所给节选:
┌──

5.1 线性SVM分类¶

可以将SVM分类器视为在类之间拟合可能的最宽的街道（平行的虚线所示）,因此这也叫作大间隔分类.

请注意，在“街道以外”的地方增加更多训练实例不会对决策边界产生影响，也就是说它完全由位于街道边缘的实例所决定（或者称之为“支持”），这些实例被称为支持向量。

[1]:

import numpy as np
from sklearn import datasets
from sklearn.pipeline import Pipeline
from sklearn.preprocessing import StandardScaler
from sklearn.svm import LinearSVC
%matplotlib inline
import matplotlib
import matplotlib.pyplot as plt

Large margin classification

[2]:

from sklearn.svm import SVC
iris = datasets.load_iris()

X = iris['data'][:, (2, 3)]
y = iris['target']

setosa_or_versicolor = (y == 0) | (y == 1)
X = X[setosa_or_versicolor]
y = y[setosa_or_versicolor]

svm_clf = SVC(kernel='linear', C=float('inf'))
svm_clf.fit(X, y)

[2]:

SVC(C=inf, kernel='linear')

[3]:

svm_clf.coef_, svm_clf.intercept_

[3]:

(array([[1.29411744, 0.82352928]]), array([-3.78823471]))

[4]:

x0 = np.linspace(0, 5.5, 200)
pred_1 = 5 * x0 -20
pred_2 = x0 - 1.8
pred_3 = 0.1 * x0 + 0.5

def plot_svc_decision_boundary(svm_clf:SVC, xmin, xmax):
    w = svm_clf.coef_[0]
    b = svm_clf.intercept_[0]

    # 在决策边界满足 w0*x0 + w1*x1 + b = 0
    # => x1 = -w0/w1 * x0 - b /w1
    x0 = np.linspace(xmin, xmax, 200)
    decision_boundary = -w[0]/w[1] * x0 - b/w[1]

    # 这是ml-handson的解法
    margin = 1/w[1]
    gutter_up = decision_boundary + margin
    gutter_down = decision_boundary - margin

    # 这是scikit-learn的官方解法https://scikit-learn.org/stable/auto_examples/svm/plot_svm_margin.html
    # margin = 1 / np.sqrt(np.sum(svm_clf.coef_ ** 2))

└──

条目摘录:
┌──

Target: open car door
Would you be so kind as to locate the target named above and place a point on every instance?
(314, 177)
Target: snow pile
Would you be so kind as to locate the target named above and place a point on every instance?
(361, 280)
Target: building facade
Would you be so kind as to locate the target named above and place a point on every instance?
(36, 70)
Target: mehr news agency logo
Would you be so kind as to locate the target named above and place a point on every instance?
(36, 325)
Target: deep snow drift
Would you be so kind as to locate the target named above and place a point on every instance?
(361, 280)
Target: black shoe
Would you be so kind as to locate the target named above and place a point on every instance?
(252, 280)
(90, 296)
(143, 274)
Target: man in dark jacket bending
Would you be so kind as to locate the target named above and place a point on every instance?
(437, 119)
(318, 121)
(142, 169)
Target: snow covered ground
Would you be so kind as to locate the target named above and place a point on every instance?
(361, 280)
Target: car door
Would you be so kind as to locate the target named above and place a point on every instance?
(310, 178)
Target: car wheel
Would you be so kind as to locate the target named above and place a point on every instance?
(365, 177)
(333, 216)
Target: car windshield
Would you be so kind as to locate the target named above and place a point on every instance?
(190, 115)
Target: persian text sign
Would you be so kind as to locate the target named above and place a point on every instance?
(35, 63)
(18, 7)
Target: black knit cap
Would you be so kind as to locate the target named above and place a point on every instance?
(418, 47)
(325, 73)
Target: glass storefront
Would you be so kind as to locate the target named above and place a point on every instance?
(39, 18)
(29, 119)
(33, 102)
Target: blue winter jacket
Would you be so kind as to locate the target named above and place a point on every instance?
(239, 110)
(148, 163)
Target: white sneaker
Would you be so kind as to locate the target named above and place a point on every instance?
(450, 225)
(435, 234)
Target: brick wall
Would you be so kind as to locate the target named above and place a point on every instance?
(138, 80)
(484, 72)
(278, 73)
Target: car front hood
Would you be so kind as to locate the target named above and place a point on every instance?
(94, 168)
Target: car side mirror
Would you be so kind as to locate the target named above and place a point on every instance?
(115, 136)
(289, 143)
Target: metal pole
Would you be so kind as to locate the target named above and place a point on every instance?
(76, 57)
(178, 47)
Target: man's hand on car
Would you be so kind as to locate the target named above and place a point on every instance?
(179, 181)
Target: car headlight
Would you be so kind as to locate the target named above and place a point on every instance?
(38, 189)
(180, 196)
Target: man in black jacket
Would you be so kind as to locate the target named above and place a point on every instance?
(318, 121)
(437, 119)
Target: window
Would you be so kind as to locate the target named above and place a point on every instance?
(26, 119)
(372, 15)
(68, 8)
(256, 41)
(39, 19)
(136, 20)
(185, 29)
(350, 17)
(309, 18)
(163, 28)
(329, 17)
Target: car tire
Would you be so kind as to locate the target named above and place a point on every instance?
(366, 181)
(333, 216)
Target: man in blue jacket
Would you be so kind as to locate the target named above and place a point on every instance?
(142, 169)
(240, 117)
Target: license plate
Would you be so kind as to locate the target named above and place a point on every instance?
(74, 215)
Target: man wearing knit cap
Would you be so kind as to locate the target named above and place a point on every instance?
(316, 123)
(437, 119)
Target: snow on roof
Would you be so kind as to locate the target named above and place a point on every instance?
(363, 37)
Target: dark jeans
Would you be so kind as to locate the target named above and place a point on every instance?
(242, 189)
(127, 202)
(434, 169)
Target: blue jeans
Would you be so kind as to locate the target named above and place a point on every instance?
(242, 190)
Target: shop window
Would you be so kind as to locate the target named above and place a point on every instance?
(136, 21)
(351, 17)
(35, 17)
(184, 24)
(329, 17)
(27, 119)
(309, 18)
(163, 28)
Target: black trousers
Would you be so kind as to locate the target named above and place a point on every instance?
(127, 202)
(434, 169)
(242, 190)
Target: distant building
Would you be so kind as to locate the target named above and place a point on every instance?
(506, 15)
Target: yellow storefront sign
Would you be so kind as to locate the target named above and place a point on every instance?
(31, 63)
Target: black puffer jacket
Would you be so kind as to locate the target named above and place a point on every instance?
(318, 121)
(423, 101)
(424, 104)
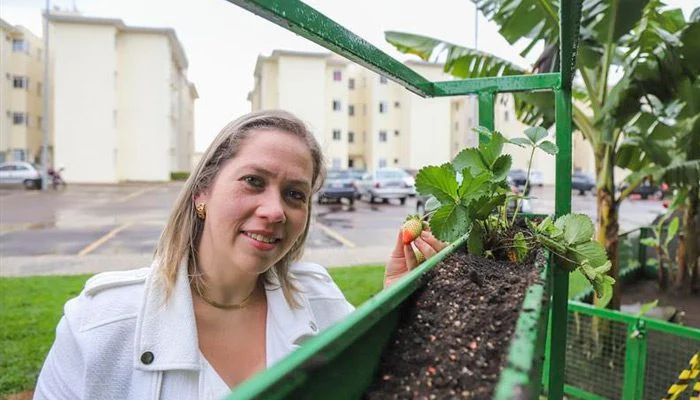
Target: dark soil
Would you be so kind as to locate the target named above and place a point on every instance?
(453, 339)
(646, 290)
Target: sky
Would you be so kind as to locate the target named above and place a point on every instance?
(223, 41)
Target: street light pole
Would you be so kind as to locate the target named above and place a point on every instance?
(45, 119)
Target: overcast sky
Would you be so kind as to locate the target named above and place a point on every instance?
(223, 41)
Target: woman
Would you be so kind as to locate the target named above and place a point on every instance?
(225, 296)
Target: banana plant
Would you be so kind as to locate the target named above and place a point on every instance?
(657, 49)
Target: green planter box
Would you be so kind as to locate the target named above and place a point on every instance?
(341, 363)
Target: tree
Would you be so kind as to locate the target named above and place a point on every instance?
(655, 49)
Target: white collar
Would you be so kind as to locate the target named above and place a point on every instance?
(168, 330)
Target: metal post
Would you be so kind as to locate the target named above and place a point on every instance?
(45, 119)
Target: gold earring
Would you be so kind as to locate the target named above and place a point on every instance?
(201, 210)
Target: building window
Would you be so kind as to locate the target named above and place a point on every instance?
(19, 118)
(20, 82)
(20, 46)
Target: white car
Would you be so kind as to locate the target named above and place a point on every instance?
(385, 184)
(20, 173)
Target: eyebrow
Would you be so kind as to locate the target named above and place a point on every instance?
(263, 171)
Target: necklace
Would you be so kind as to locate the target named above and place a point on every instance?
(222, 306)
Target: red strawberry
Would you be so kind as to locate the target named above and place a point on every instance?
(411, 229)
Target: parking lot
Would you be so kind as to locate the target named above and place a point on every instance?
(126, 219)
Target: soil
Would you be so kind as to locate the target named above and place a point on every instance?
(646, 290)
(453, 339)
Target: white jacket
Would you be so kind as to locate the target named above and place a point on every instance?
(119, 340)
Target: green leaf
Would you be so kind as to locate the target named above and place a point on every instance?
(521, 142)
(548, 147)
(482, 207)
(521, 248)
(440, 182)
(473, 186)
(449, 222)
(594, 252)
(578, 228)
(469, 158)
(535, 134)
(501, 167)
(475, 243)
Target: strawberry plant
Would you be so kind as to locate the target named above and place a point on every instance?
(470, 195)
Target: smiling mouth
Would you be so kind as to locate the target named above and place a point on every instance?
(262, 238)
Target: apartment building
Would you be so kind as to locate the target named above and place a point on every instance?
(122, 106)
(366, 121)
(21, 93)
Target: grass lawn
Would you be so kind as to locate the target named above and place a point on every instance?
(30, 308)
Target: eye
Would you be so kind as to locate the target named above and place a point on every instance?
(296, 195)
(254, 181)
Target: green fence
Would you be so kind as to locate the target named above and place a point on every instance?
(611, 355)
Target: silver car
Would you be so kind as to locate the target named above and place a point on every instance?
(385, 184)
(20, 173)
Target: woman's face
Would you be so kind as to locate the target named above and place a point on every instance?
(258, 204)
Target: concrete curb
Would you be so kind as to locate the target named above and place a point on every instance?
(94, 263)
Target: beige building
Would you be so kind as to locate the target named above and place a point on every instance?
(21, 93)
(366, 121)
(121, 104)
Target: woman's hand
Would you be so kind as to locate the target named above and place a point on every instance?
(402, 258)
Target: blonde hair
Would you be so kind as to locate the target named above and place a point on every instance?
(183, 231)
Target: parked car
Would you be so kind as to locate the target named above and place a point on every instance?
(525, 205)
(339, 185)
(583, 182)
(20, 173)
(385, 184)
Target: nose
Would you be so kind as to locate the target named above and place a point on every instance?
(271, 207)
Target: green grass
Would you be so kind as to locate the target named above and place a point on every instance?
(29, 311)
(30, 308)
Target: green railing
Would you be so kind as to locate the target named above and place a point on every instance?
(612, 355)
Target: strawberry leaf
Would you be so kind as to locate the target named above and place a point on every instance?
(535, 134)
(473, 186)
(501, 167)
(577, 228)
(449, 222)
(548, 147)
(469, 158)
(439, 182)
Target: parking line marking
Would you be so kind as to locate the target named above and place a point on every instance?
(107, 236)
(132, 195)
(335, 235)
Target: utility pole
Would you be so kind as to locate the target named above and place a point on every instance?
(45, 119)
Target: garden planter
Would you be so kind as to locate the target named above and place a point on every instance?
(348, 361)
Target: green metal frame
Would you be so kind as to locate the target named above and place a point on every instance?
(309, 23)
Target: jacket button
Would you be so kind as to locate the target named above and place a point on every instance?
(147, 357)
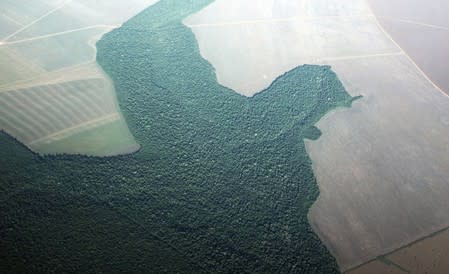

└──

任务要求:
1 > 请原样引用线性SVM分类那段文字中从“pred_1 = 5 *”起、一直到“np.linspace(xmin, xmax, 200)”为止的全部内容。
2 > 从线性SVM分类那段文字停止的地方接着往下续写。

书面回答:
1 >
pred_1 = 5 * x0 -20
pred_2 = x0 - 1.8
pred_3 = 0.1 * x0 + 0.5

def plot_svc_decision_boundary(svm_clf:SVC, xmin, xmax):
    w = svm_clf.coef_[0]
    b = svm_clf.intercept_[0]

    # 在决策边界满足 w0*x0 + w1*x1 + b = 0
    # => x1 = -w0/w1 * x0 - b /w1
    x0 = np.linspace(xmin, xmax, 200)

2 >
    # gutter_up = decision_boundary + np.sqrt(1 + (-w[0]/w[1])**2) * margin
    # gutter_down = decision_boundary - np.sqrt(1 + (-w[0]/w[1])**2) * margin

    svs = svm_clf.support_vectors_
    plt.scatter(svs[:, 0], svs[:, 1], s=180, facecolors='#FFAAAA')
    plt.plot(x0, decision_boundary, "k-", linewidth=2)
    plt.plot(x0, gutter_up, "k--", linewidth=2)
    plt.plot(x0, gutter_down, "k--", linewidth=2)


plt.figure(figsize=(12,2.7))

plt.subplot(121)
plt.plot(x0, pred_1, "g--", linewidth=2)
plt.plot(x0, pred_2, "m-", linewidth=2)
plt.plot(x0, pred_3, "r-", linewidth=2)
plt.plot(X[:, 0][y==1], X[:, 1][y==1], "bs", label="Iris-Versicolor")
plt.plot(X[:, 0][y==0], X[:, 1][y==0], "yo", label="Iris-Setosa")
plt.xlabel("Petal length", fontsize=14)
plt.ylabel("Petal width", fontsize=14)
plt.legend(loc="upper left", fontsize=14)
plt.axis([0, 5.5, 0, 2])

plt.subplot(122)
plot_svc_decision_boundary(svm_clf, 0, 5.5)
plt.plot(X[:, 0][y==1], X[:, 1][y==1], "bs")
plt.plot(X[:, 0][y==0], X[:, 1][y==0], "yo")
plt.xlabel("Petal length", fontsize=14)
plt.axis([0, 5.5, 0, 2])

plt.show()

../_images/chapter5_5-1_linear_svm_5_0.svg

SVM对特征的缩放非常敏感，如图5-2所示，在左图中，垂直刻度比水平刻度大得多，因此可能的最宽的街道接近于水平。在特征缩放（例如使用Scikit-Learn的StandardScaler）后，决策边界看起来好了很多（见右图）.

特征缩放敏感性

svm对特征缩放敏感

[5]:

Xs = np.array([[1, 50], [5, 20], [3, 80], [5, 60]]).astype(np.float64)
ys = np.array([0, 0, 1, 1])
svm_clf = SVC(kernel="linear", C=100)
svm_clf.fit(Xs, ys)

plt.figure(figsize=(12,3.2))
plt.subplot(121)
plt.plot(Xs[:, 0][ys==1], Xs[:, 1][ys==1], "bo")
plt.plot(Xs[:, 0][ys==0], Xs[:, 1][ys==0], "ms")
plot_svc_decision_boundary(svm_clf, 0, 6)
plt.xlabel("$x_0$", fontsize=20)
plt.ylabel("$x_1$  ", fontsize=20, rotation=0)
plt.title("Unscaled", fontsize=16)
plt.axis([0, 6, 0, 90])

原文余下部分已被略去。